# Arbeitsanweisungen
A) Übersetze diesen Satz aus dem Text über das Bilderbuch ins Englische: „Auf der ersten Doppelseite versucht er einen Landeplatz zu finden.“
B) Beantworte anhand des Textes über das Bilderbuch die folgenden Fragen.
(i) Mit welchem Institut verknüpft das Bilderbuch seine Geschichte?
(ii) Woraus ist der Kranich gefaltet?
(iii) Worauf lässt sich der Kranich nieder?

# Extrahierter Text
-------------------------
Doppelseite aus dem Bilderbuch "Der Kranich und das DU"
07.03.2025

Falt-Kranich als Streitschlichter landet auf der Friedensburg

Bilderbuch verknüpft eine Geschichte vom Ich zum Du und weiter zum Wir mit dem Friedensinstitut Schlaining (Burgenland). Dort gibt es berührende kleine Papierkraniche, gefaltet von Sadako Sasaki, die rund zehnJahre nach dem Atombomben-Abwurf auf Hiroshima an den Spätfolgen starb und deren Geschichte berühmt wurde.

Ein Kranich, und zwar ein typisch aus Papier gefalteter (Origami), fliegt durch dieses Bilderbuch – von der Titelseite weg. Er ist die Hauptfigur. Auf der ersten Doppelseite versucht er einen Landeplatz zu finden. Er ist müde vom Fliegen. Und nicht nur davon.

Aber es kommt noch viel schlimmer. Er lässt sich auf einer hohen Mauer nieder. Doch statt sich ausruhen zu können, hört er nur vier Kinder, die streiten – zwei Buben um einen Ball, zwei Mädchen um eine Springschnur (musste es so klischeehaft sein?). In riesigen Buchstaben fliegen viele „Ich“, manchmal in Kombination mit „Nein, ich will…“ oder „haben“ durch die Bilder vor der Mauer, auf der der Kranich sitzt und von der lauten, heftigen Streiterei fast runterfällt. Am liebsten würde er wegfliegen, doch dafür fehlt im jetzt die Kraft.

Doppelseite aus dem Bilderbuch
Doppelseite aus dem Bilderbuch „Der Kranich und das DU“

Das Du macht munter

„Wer bist du?… wohnst du hier?“, reißen ihn die beiden Mädchen aus der Müdigkeit. Auch die beiden Buben kommen, einer findet: „Du siehst schon aus“, der andere meint „irgendwie geheimnisvoll“.
-------------------------
# Extrahierte Informationen
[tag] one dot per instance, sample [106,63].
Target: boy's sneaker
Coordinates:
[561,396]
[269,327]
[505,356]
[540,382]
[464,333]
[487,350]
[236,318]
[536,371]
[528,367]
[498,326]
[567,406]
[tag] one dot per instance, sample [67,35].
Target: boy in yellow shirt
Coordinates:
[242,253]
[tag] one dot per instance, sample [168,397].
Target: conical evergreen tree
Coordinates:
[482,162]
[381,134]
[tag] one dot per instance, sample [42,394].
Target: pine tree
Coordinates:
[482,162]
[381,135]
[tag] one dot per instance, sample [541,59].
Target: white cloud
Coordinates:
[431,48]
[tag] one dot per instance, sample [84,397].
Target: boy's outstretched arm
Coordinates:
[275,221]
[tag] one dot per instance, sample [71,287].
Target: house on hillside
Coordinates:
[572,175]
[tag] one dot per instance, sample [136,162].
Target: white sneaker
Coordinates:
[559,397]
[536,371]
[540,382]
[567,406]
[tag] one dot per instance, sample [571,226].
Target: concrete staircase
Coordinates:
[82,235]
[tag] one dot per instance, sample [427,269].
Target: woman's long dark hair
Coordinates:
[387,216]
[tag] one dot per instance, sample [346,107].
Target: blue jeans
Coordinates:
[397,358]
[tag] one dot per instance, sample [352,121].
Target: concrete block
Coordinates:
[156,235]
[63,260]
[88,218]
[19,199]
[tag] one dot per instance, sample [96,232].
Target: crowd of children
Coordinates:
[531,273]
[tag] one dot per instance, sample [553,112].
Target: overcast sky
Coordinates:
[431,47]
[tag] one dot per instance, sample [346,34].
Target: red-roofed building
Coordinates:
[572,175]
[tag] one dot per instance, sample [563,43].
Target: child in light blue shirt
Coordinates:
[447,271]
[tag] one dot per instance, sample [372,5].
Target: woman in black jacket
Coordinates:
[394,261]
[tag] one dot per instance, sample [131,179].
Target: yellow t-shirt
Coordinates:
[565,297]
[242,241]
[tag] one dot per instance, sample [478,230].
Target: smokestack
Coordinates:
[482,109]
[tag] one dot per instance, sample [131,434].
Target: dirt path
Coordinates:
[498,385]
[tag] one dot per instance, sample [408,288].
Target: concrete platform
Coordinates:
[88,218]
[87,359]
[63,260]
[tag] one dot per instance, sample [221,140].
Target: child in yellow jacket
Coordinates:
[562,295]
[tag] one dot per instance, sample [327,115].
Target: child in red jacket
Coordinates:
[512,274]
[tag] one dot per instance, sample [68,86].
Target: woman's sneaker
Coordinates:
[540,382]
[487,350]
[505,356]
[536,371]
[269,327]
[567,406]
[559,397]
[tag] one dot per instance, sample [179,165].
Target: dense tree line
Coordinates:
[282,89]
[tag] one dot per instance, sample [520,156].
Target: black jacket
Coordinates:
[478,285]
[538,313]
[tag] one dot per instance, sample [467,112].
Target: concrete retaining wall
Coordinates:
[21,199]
-------------------------
# Lösungen in Reihenfolge
A) On the first double-page spread, it tries to find a place to land.

B)
(i) Mit dem Friedensinstitut Schlaining (Burgenland).
(ii) Aus Papier.
(iii) Auf einer hohen Mauer.